Collected data:

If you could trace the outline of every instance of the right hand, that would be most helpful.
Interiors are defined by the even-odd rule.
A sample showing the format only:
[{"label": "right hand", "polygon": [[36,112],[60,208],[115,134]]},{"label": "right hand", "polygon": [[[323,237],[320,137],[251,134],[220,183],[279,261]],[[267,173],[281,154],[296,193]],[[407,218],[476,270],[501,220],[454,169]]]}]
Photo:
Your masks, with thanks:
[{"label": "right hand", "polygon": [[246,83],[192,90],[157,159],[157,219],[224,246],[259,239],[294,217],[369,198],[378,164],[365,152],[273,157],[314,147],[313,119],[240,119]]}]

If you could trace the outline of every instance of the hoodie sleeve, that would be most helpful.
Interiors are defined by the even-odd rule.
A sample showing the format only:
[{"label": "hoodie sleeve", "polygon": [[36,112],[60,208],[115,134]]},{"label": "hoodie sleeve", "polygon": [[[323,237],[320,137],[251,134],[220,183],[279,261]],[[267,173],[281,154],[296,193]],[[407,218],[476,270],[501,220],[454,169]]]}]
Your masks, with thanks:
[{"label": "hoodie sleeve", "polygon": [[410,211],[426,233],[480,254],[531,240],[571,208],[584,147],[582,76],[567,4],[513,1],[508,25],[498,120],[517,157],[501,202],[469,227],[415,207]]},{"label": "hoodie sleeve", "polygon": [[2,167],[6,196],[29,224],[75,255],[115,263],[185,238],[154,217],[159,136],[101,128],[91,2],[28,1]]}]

Required work
From the records above, extract every entry exactly as given.

Reply to the task
If you could trace the outline of every instance of the right hand, that would be most helpful.
Interiors are defined by the even-odd rule.
A sample showing the format only:
[{"label": "right hand", "polygon": [[36,112],[60,208],[115,134]]},{"label": "right hand", "polygon": [[[323,237],[320,137],[251,134],[220,183],[279,261]],[[267,173],[281,154],[296,193]],[[407,218],[476,270],[501,220],[454,169]]]}]
Photo:
Your masks, with thanks:
[{"label": "right hand", "polygon": [[246,83],[192,90],[157,159],[157,219],[224,246],[259,239],[294,217],[369,198],[378,164],[365,152],[273,157],[314,147],[313,119],[240,119]]}]

If you could trace the outline of every instance of the hoodie sleeve, that would be most helpful.
Interiors are defined by the even-odd rule.
A sample showing the format only:
[{"label": "hoodie sleeve", "polygon": [[36,112],[60,208],[115,134]]},{"label": "hoodie sleeve", "polygon": [[[323,237],[320,137],[251,134],[220,183],[279,261]],[[267,173],[281,154],[296,193]],[[407,218],[476,270],[501,220],[454,169]]]}]
Your masks, with thanks:
[{"label": "hoodie sleeve", "polygon": [[410,211],[426,233],[480,254],[531,240],[571,208],[584,147],[582,76],[567,4],[513,1],[508,25],[498,120],[517,157],[501,202],[469,227],[415,207]]},{"label": "hoodie sleeve", "polygon": [[2,167],[6,196],[29,224],[75,255],[115,263],[185,238],[154,217],[159,136],[101,128],[91,2],[28,1]]}]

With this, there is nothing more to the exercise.